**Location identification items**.
╔══

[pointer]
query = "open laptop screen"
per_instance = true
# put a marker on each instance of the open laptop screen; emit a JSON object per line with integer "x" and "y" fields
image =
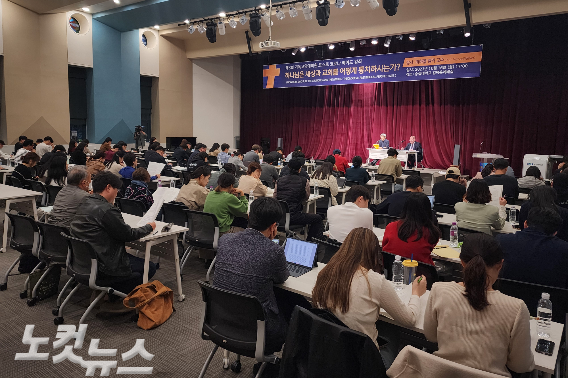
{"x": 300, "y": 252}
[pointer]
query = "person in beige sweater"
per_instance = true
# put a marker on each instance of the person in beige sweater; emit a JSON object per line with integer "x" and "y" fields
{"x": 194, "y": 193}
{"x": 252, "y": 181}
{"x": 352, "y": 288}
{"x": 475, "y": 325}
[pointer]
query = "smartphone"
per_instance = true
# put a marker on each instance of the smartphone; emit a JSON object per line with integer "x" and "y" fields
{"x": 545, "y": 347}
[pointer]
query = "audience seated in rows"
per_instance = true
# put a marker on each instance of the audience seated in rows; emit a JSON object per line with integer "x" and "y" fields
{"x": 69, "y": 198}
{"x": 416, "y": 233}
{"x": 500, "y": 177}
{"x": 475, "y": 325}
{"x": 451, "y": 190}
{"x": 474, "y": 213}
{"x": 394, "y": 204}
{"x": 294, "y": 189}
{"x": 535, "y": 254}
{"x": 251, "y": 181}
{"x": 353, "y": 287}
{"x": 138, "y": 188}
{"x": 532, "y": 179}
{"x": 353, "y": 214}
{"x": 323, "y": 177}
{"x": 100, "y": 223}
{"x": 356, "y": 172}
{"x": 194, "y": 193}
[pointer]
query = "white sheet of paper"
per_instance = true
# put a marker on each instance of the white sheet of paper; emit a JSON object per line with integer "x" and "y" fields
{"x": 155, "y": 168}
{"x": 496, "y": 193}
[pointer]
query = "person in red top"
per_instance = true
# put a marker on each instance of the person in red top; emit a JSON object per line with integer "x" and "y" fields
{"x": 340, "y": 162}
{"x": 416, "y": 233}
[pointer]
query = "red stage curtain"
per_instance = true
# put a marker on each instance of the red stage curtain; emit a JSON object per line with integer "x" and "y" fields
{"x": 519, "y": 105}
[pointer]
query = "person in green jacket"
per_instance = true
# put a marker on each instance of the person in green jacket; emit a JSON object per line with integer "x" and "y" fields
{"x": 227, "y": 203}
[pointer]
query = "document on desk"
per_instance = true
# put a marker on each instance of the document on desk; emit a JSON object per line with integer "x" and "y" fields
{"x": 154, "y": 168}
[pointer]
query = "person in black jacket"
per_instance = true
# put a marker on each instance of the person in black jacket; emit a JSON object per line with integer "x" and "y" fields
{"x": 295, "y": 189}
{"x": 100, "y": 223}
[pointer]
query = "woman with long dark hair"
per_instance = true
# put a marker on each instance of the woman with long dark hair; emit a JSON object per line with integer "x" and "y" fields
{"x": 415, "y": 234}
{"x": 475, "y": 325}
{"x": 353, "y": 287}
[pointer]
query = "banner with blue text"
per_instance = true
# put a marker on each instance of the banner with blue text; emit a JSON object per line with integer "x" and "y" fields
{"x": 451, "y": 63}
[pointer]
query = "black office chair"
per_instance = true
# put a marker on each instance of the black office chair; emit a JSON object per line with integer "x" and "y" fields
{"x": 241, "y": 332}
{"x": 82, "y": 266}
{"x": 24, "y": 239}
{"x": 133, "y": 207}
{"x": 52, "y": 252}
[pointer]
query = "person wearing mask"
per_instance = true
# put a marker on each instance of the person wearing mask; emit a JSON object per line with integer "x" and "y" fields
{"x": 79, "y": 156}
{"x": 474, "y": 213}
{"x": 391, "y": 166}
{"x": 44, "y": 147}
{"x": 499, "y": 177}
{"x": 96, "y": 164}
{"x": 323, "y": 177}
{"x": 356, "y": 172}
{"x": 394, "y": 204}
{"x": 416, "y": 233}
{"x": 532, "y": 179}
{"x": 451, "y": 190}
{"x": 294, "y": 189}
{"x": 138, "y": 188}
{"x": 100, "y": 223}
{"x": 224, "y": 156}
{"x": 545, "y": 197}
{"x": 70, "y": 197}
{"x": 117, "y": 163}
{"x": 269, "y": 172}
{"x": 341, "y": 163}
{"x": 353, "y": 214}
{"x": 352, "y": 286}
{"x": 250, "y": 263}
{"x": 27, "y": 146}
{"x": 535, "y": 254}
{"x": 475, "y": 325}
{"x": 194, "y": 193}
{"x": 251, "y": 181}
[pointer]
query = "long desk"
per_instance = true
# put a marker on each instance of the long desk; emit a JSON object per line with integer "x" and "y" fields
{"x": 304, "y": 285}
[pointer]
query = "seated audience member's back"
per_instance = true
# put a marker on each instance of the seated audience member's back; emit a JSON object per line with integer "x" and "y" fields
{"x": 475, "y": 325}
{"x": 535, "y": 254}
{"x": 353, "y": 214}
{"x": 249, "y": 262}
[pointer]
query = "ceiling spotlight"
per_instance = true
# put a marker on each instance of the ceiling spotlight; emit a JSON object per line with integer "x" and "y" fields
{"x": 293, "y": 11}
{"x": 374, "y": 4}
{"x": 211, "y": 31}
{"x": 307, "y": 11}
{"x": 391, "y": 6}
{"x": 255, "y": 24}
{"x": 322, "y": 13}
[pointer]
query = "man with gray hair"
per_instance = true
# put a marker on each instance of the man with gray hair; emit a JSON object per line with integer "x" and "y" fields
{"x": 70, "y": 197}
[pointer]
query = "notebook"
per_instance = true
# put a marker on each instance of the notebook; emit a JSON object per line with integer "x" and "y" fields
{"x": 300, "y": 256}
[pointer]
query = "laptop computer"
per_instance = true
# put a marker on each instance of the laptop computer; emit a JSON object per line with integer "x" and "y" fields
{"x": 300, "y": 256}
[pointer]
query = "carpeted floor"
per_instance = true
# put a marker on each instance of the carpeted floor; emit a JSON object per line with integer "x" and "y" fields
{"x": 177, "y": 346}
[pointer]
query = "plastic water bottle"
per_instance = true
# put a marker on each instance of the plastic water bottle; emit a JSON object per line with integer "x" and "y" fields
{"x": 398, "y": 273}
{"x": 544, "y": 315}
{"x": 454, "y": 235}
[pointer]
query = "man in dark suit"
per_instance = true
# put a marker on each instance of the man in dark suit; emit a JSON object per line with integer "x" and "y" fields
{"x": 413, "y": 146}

╚══

Are you able to set down all the lines above exactly, without any pictures?

[pointer]
query = "open laptop screen"
per_instance = true
# put a marker on each instance of the open laptop screen; emit a JSON object per line with integer "x" and "y" fields
image =
{"x": 300, "y": 252}
[pointer]
query = "person in beige sweater"
per_instance = true
# put a marker on each instance of the person in beige sweater; emit a JSON object per line with integer "x" and "y" fields
{"x": 194, "y": 193}
{"x": 252, "y": 181}
{"x": 352, "y": 288}
{"x": 475, "y": 325}
[pointer]
query = "smartphone"
per_instance = true
# put a marker on each instance of the smartphone; emit a JSON object per line with integer "x" and "y" fields
{"x": 545, "y": 347}
[pointer]
query = "audience seated in rows"
per_instance = true
# put a marker on each instance of the audience seated in rows; emit a JSON object per line with integer "x" and "y" fields
{"x": 69, "y": 198}
{"x": 416, "y": 233}
{"x": 500, "y": 177}
{"x": 475, "y": 325}
{"x": 451, "y": 190}
{"x": 474, "y": 213}
{"x": 394, "y": 204}
{"x": 294, "y": 189}
{"x": 535, "y": 254}
{"x": 251, "y": 181}
{"x": 353, "y": 287}
{"x": 138, "y": 188}
{"x": 532, "y": 179}
{"x": 353, "y": 214}
{"x": 323, "y": 177}
{"x": 100, "y": 223}
{"x": 356, "y": 172}
{"x": 194, "y": 193}
[pointer]
query = "white sheet of paper"
per_instance = true
# put a marker on each instance of the white sheet of paper; emit a JSON object per line with integer "x" and "y" fields
{"x": 155, "y": 168}
{"x": 496, "y": 193}
[pointer]
query = "person in red top"
per_instance = true
# put a marker on each instance of the person in red top; emit a JSON object per line with integer "x" and "y" fields
{"x": 340, "y": 162}
{"x": 416, "y": 233}
[pointer]
query = "red stage curtain"
per_instance = true
# put a marker on each instance of the red stage curtain; emit a JSON object per line with integer "x" and "y" fields
{"x": 519, "y": 105}
[pointer]
query = "person in green jacket"
per_instance = true
# put a marker on each instance of the person in green jacket; emit a JSON object per line with integer "x" and "y" fields
{"x": 227, "y": 203}
[pointer]
query = "document on desk"
per_instance = true
# put a marker on each instance of the document on desk; emit a JSON object per line with integer "x" and "y" fields
{"x": 154, "y": 168}
[pointer]
query = "person in black jacket"
per_instance = true
# put a marker on each instance of the person in black jacket; emit a JSON object per line with integer "x" and "y" fields
{"x": 295, "y": 189}
{"x": 100, "y": 223}
[pointer]
query = "woman with long dark hair"
per_instance = true
# put a marker on each instance of the woman with long dark hair; emit a JSON object per line with integer "x" and "y" fields
{"x": 415, "y": 234}
{"x": 475, "y": 325}
{"x": 353, "y": 287}
[pointer]
query = "banner with blue text"
per_instance = true
# put a marker on each instance of the banner with blue text; emit a JSON object per line with integer "x" and "y" fields
{"x": 451, "y": 63}
[pointer]
query = "black office chair"
per_instance = true
# put a marker on each instance of the black office chair; emit a JSON object per line with integer "x" and "y" fields
{"x": 241, "y": 332}
{"x": 82, "y": 266}
{"x": 24, "y": 239}
{"x": 133, "y": 207}
{"x": 52, "y": 252}
[pointer]
query = "person wearing mask"
per_instance = true
# put a marker on each instance of the person wearing mask; emit a JSON object per line with integer "x" and "y" fields
{"x": 79, "y": 156}
{"x": 474, "y": 213}
{"x": 391, "y": 166}
{"x": 44, "y": 147}
{"x": 499, "y": 177}
{"x": 96, "y": 164}
{"x": 323, "y": 177}
{"x": 356, "y": 172}
{"x": 394, "y": 204}
{"x": 416, "y": 233}
{"x": 532, "y": 179}
{"x": 451, "y": 190}
{"x": 294, "y": 189}
{"x": 138, "y": 188}
{"x": 100, "y": 223}
{"x": 224, "y": 156}
{"x": 545, "y": 197}
{"x": 70, "y": 197}
{"x": 117, "y": 163}
{"x": 269, "y": 172}
{"x": 341, "y": 163}
{"x": 353, "y": 214}
{"x": 352, "y": 286}
{"x": 250, "y": 263}
{"x": 27, "y": 146}
{"x": 535, "y": 254}
{"x": 475, "y": 325}
{"x": 194, "y": 193}
{"x": 251, "y": 181}
[pointer]
query = "long desk"
per_instance = true
# put a marker on each instance of the long desk; emit a JSON object per line with integer "x" and "y" fields
{"x": 304, "y": 285}
[pointer]
query = "seated audience member's back"
per_instance = true
# put a marker on each instance of the seated audience member's back; emit a JSON object per line with integer "x" and "y" fields
{"x": 475, "y": 325}
{"x": 535, "y": 254}
{"x": 353, "y": 214}
{"x": 249, "y": 262}
[pointer]
query = "ceiling spotlight"
per_instance = true
# put a marker on each instance of the ceiling spotlight; emit a JSON object per line with integer "x" and "y" fields
{"x": 293, "y": 11}
{"x": 374, "y": 4}
{"x": 211, "y": 31}
{"x": 307, "y": 11}
{"x": 391, "y": 6}
{"x": 255, "y": 24}
{"x": 322, "y": 13}
[pointer]
query = "man with gray hair"
per_instance = true
# put a marker on each instance of the man with gray hair; emit a JSON object per line with integer "x" and "y" fields
{"x": 70, "y": 197}
[pointer]
query = "notebook"
per_instance = true
# put a marker on each instance of the notebook; emit a JSON object per line with integer "x" and "y" fields
{"x": 300, "y": 256}
[pointer]
query = "laptop computer"
per_instance = true
# put a marker on each instance of the laptop computer; emit a JSON object per line with integer "x" and "y" fields
{"x": 300, "y": 256}
[pointer]
query = "carpeted floor"
per_instance = true
# put a marker on each instance of the carpeted floor; emit a JSON object per line with integer "x" and "y" fields
{"x": 177, "y": 346}
[pointer]
query = "plastic water bottle"
per_instance = true
# put a marker on each instance of the plastic water bottle; emit a JSON object per line with integer "x" and "y" fields
{"x": 398, "y": 273}
{"x": 544, "y": 315}
{"x": 454, "y": 235}
[pointer]
query = "man in dark suit"
per_instance = true
# put a marker on each instance of the man in dark suit; emit a JSON object per line with integer "x" and "y" fields
{"x": 413, "y": 146}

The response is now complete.